> [ТЕКСТ ДЛЯ ЧТЕНИЯ]

Экзистенциальная истина так же точно не отвергает себя и ради неисторичности; но она видит лишенную трансценденции деловитость сугубой жизни. Однако там, где спрашивают только лишь о той возможности, которой располагаю я сам как существование, если я есмь для себя не более чем только мое собственное господство, - там в вопросе говорит не бунт экзистенции, но мятеж отдельного существования. Это существование, если не отождествляется с идеей и историчной возможностью в некотором незнакомом целом, остается страстью темноты и имеет, кажется, только один смысл: ставит задачу историчным силам дня - проверить себя на деле, то есть или убить того дикаря, с которым уже более невозможно честное соглашение, не говоря уж о коммуникации, или погибнуть самим.

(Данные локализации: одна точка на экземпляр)
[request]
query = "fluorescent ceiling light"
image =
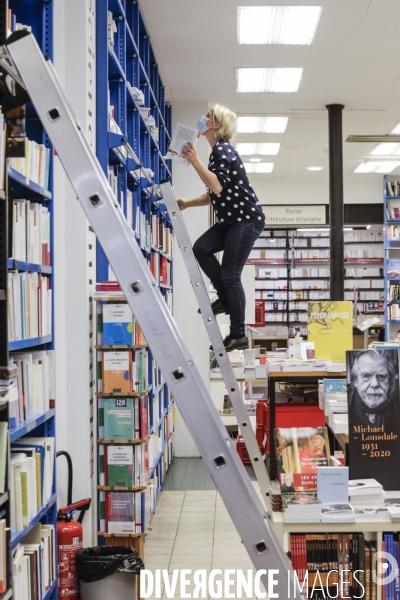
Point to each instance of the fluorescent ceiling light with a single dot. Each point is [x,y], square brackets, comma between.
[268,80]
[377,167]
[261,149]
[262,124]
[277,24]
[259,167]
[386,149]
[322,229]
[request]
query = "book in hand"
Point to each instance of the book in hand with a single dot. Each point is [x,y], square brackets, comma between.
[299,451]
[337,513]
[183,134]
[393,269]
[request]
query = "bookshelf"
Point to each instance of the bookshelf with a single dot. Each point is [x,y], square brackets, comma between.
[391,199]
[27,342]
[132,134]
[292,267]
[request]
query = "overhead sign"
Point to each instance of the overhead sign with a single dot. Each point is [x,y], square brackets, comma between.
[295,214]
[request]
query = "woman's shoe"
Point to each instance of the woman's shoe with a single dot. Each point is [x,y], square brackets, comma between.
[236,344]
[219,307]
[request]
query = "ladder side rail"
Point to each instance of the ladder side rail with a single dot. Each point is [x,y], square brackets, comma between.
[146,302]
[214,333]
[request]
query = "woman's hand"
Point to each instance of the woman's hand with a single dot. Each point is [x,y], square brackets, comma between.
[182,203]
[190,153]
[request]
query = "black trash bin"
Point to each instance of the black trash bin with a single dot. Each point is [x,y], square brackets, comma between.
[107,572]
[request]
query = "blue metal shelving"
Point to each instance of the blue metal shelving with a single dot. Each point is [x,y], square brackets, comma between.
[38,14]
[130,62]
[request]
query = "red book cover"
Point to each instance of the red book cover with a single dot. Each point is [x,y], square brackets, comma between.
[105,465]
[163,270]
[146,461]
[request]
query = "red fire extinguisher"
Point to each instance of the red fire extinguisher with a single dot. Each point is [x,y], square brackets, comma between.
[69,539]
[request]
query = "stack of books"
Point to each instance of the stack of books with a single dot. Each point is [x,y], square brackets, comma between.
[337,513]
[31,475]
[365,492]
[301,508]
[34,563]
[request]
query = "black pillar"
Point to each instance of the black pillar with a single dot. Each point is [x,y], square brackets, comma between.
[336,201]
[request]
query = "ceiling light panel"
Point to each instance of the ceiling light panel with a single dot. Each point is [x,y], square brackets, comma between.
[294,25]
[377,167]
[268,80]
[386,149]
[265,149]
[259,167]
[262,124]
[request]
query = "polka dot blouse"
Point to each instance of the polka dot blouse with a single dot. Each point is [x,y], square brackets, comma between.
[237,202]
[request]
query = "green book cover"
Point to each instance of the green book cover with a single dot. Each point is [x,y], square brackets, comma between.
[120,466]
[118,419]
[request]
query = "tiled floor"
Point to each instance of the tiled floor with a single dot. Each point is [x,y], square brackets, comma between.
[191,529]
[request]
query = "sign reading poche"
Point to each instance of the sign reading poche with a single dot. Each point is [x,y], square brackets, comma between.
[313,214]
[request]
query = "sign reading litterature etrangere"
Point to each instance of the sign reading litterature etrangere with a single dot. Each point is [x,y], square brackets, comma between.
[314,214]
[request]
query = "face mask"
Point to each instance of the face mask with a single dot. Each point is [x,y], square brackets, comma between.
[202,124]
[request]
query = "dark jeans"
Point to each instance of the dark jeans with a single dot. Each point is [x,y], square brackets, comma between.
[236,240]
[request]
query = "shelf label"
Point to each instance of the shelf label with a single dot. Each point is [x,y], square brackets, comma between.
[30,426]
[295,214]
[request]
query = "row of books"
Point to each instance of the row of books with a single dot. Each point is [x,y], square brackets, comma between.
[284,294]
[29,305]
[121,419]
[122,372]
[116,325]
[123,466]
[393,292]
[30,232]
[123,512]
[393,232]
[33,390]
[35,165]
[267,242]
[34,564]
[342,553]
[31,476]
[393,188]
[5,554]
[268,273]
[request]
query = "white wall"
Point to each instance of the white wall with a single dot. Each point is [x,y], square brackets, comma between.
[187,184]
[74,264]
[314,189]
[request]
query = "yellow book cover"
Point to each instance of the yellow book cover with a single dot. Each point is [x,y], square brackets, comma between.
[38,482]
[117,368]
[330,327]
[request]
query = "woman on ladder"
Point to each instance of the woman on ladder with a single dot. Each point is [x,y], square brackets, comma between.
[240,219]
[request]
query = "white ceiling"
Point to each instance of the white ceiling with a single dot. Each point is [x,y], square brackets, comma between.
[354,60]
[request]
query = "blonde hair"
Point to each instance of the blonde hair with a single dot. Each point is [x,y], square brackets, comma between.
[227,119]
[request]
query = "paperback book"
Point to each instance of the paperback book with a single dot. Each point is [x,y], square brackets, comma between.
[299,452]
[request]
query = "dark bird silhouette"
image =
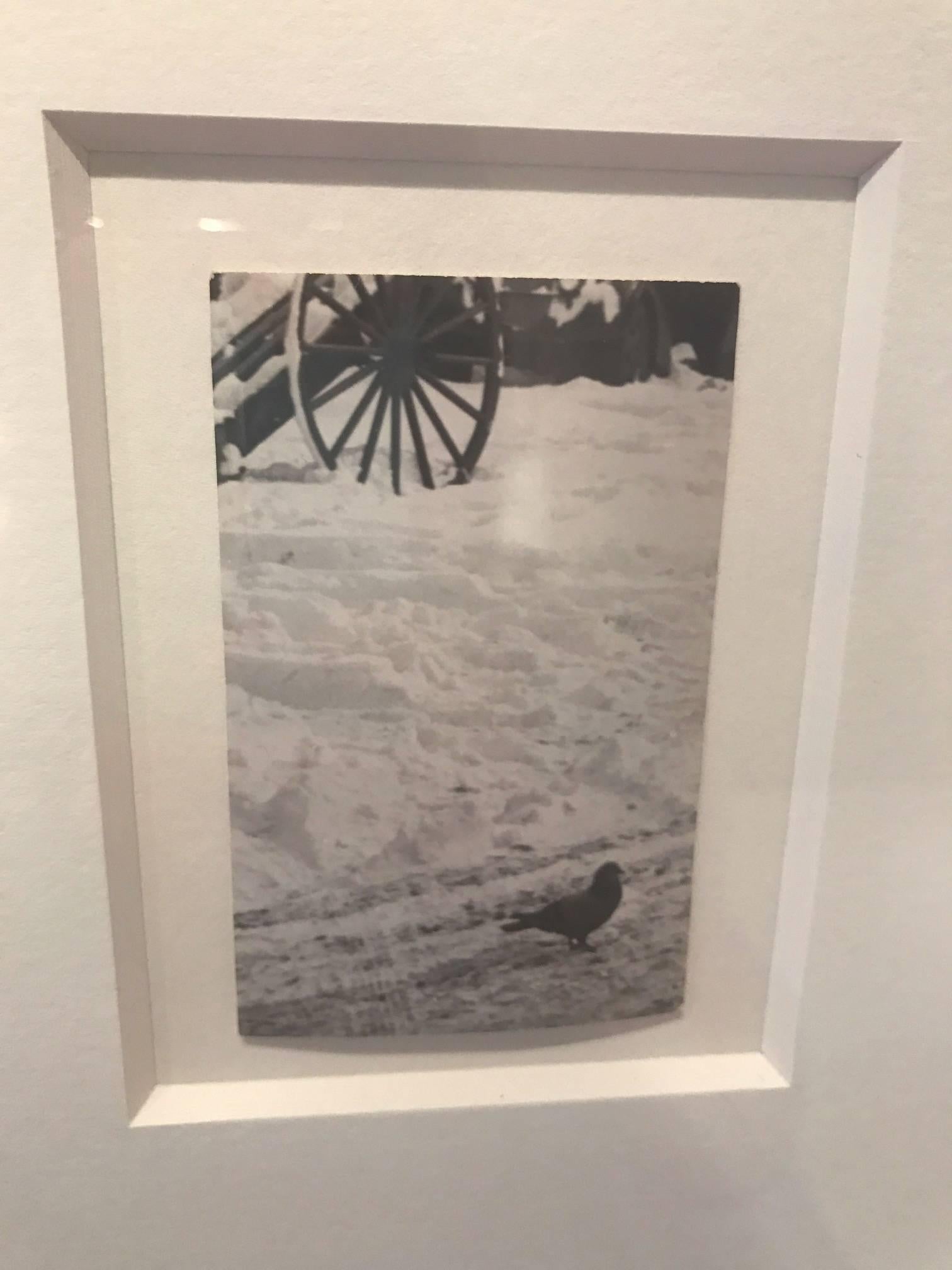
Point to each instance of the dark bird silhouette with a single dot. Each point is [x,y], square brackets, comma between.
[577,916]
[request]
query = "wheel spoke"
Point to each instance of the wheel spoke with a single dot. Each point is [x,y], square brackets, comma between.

> [ЗАДАНИЕ]
Продублируйте дословно весь текст об экзистенциальной истине.

> [РЕШЕНИЕ]
Экзистенциальная истина так же точно не отвергает себя и ради неисторичности; но она видит лишенную трансценденции деловитость сугубой жизни. Однако там, где спрашивают только лишь о той возможности, которой располагаю я сам как существование, если я есмь для себя не более чем только мое собственное господство, - там в вопросе говорит не бунт экзистенции, но мятеж отдельного существования. Это существование, если не отождествляется с идеей и историчной возможностью в некотором незнакомом целом, остается страстью темноты и имеет, кажется, только один смысл: ставит задачу историчным силам дня - проверить себя на деле, то есть или убить того дикаря, с которым уже более невозможно честное соглашение, не говоря уж о коммуникации, или погибнуть самим.